• YOUR TASK:
Only the lines from the one containing "Where can the santa" through the end of the material are to be echoed, each exactly as it appears.

====== EXCERPTED RECORDS

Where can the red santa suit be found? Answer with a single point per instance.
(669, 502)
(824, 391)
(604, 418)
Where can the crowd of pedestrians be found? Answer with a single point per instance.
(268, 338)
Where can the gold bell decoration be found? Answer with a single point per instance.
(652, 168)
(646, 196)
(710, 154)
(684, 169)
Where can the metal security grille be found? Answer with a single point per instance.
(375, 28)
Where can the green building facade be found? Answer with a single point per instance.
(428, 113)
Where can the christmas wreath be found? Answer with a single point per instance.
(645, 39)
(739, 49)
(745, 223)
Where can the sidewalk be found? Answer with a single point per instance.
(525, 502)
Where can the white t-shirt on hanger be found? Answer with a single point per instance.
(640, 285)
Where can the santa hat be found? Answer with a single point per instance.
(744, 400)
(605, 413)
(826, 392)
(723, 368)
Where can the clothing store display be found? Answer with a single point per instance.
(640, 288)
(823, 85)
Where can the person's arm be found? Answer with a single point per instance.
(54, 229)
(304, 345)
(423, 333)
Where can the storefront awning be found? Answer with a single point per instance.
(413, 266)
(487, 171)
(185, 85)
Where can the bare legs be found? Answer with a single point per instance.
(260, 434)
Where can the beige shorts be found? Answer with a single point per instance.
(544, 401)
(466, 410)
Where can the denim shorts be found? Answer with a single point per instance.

============

• OUTPUT FOR THIS EXERCISE:
Where can the santa hat be found? Answer with a single point per instance.
(744, 400)
(605, 413)
(826, 392)
(723, 368)
Where can the clothing store display be found? Answer with a single point per instance.
(640, 288)
(823, 85)
Where can the person's arm be found? Answer with a single point per instance.
(54, 229)
(304, 345)
(423, 333)
Where can the storefront awning be found? Answer with a single point per instance.
(413, 266)
(487, 171)
(185, 85)
Where can the bare legs be found? Answer with a single point per instance.
(260, 434)
Where can the beige shorts be found? Answer with a single point per instance.
(544, 401)
(466, 410)
Where can the denim shorts be found? Answer with a single point per instance.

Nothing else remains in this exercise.